Dataset items
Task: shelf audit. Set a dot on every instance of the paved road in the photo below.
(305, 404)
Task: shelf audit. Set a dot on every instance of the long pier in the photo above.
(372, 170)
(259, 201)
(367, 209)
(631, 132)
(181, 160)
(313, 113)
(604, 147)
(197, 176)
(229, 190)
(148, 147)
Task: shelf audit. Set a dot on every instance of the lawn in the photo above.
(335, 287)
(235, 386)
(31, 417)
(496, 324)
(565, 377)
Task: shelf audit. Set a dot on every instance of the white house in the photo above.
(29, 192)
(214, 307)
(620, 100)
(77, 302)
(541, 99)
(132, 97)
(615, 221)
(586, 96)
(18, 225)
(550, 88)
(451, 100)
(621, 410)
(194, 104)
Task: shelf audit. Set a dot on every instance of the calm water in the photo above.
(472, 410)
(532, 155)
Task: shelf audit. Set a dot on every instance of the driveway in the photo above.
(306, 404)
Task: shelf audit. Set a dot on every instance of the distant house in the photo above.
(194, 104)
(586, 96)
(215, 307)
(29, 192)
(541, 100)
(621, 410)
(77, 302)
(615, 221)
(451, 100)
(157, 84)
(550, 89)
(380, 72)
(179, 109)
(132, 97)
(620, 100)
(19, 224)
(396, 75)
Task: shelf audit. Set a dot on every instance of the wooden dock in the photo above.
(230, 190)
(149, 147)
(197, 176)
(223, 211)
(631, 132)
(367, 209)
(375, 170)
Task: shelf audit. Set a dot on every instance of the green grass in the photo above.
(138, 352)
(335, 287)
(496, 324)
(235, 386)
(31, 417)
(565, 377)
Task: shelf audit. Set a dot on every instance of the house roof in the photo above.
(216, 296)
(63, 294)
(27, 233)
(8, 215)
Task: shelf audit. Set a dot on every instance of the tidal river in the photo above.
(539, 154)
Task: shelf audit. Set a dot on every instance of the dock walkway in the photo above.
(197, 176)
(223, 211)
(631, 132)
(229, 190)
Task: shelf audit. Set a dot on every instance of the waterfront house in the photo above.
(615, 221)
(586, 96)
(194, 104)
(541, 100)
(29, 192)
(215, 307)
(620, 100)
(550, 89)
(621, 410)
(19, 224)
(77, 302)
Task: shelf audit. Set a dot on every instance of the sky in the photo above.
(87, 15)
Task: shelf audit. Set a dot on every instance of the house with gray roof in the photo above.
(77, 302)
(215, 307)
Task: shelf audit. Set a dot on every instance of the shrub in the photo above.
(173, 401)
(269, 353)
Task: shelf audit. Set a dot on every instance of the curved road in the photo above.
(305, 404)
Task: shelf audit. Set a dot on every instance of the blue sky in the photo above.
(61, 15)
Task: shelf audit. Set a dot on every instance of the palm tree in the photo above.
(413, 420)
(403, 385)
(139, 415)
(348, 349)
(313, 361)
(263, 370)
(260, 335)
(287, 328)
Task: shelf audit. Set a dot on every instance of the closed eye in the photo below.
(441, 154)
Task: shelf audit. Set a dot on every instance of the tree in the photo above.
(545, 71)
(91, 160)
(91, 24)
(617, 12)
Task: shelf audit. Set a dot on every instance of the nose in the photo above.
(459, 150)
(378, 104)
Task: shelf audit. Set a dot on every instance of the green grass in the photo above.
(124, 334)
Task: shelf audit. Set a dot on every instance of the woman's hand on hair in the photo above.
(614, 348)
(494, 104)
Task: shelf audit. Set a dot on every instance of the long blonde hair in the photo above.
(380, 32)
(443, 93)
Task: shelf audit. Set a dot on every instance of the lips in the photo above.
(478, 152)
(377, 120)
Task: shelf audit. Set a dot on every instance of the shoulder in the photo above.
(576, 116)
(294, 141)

TASK DETAILS → The answer is every entry, copied word for word.

ANSWER SECTION →
Task: shelf audit. Set a dot on every instance of the paved road in the photo below.
(305, 404)
Task: shelf audit. Set a dot on every instance of the long pier in the photo above.
(372, 170)
(259, 201)
(367, 209)
(631, 132)
(181, 160)
(313, 113)
(604, 147)
(197, 176)
(229, 190)
(148, 147)
Task: shelf audit. Set a dot on every instance of the lawn in the photo above.
(335, 287)
(235, 386)
(31, 417)
(496, 324)
(565, 377)
Task: shelf audit. Set a dot on every instance of the white house in the photo above.
(29, 192)
(214, 307)
(620, 100)
(77, 302)
(541, 99)
(132, 97)
(615, 221)
(586, 96)
(18, 225)
(550, 88)
(451, 100)
(621, 410)
(194, 104)
Task: shelf audit. Set a dot on every instance of the calm water in the photo above.
(472, 410)
(532, 155)
Task: shelf audit. Set a dot on every instance of the driveway in the photo above.
(306, 404)
Task: shelf audit. Set a dot on every instance of the distant house in the photo above.
(194, 104)
(586, 96)
(215, 307)
(29, 192)
(541, 100)
(621, 410)
(77, 302)
(615, 221)
(451, 100)
(157, 84)
(550, 89)
(380, 72)
(179, 109)
(132, 97)
(620, 100)
(19, 224)
(396, 75)
Task: shelf audit. Set a dot on every instance of the wooden dock in the photo above.
(230, 190)
(149, 147)
(197, 176)
(223, 211)
(631, 132)
(367, 209)
(375, 170)
Task: shelf audit. Set a dot on every instance of the green grass in the photo above.
(138, 352)
(335, 287)
(496, 324)
(235, 386)
(31, 417)
(565, 377)
Task: shelf audit. Set a dot on every instance of the house roof in the photo above.
(216, 296)
(63, 294)
(27, 233)
(8, 215)
Task: shelf audit. Set a dot on every instance of the tidal river in the photo above.
(539, 154)
Task: shelf audit. Set a dot on every instance of the dock walkway in the photo above.
(197, 176)
(223, 211)
(631, 132)
(229, 190)
Task: shelf audit. Set a dot on every instance of the waterfront house in the photo above.
(615, 221)
(586, 96)
(194, 104)
(541, 100)
(29, 192)
(215, 307)
(620, 100)
(550, 89)
(621, 410)
(19, 224)
(77, 302)
Task: shelf audit. Set a dot on every instance of the sky in the photo above.
(87, 15)
Task: shelf audit. Set a dot on every instance of the house with gray roof in the photo above.
(77, 302)
(215, 307)
Task: shelf audit. Set a dot on every instance of the shrub in the photo above.
(173, 401)
(269, 353)
Task: shelf audit. Set a dot on every instance of the curved road in the photo above.
(305, 404)
Task: shelf audit. Set a dot on every instance of the blue sky in the photo above.
(61, 15)
Task: shelf audit. Set a dot on every instance of the palm tree in the photo above.
(413, 420)
(403, 385)
(139, 415)
(348, 349)
(313, 361)
(263, 370)
(260, 335)
(287, 328)
Task: shelf audit. Set a dot on every instance of the closed eye in the photo below.
(441, 154)
Task: shelf audit. Set a dot on every instance of the tree in the photo above.
(545, 71)
(91, 160)
(91, 24)
(617, 12)
Task: shelf audit. Set a dot on every instance of the nose in the photo above.
(459, 150)
(378, 104)
Task: shelf audit. Set a dot on every instance of the green grass in the photo above.
(124, 334)
Task: shelf audit. Set a dot on every instance of the woman's hand on hair in the photo above.
(614, 348)
(494, 104)
Task: shelf audit. Set a dot on every instance of the long blonde hair in the photo above.
(380, 32)
(443, 93)
Task: shelf audit. Set a dot on every instance of the lips in the photo above.
(478, 152)
(377, 120)
Task: shelf audit. Set a dot on every instance of the shoulder in the photo above.
(576, 116)
(294, 141)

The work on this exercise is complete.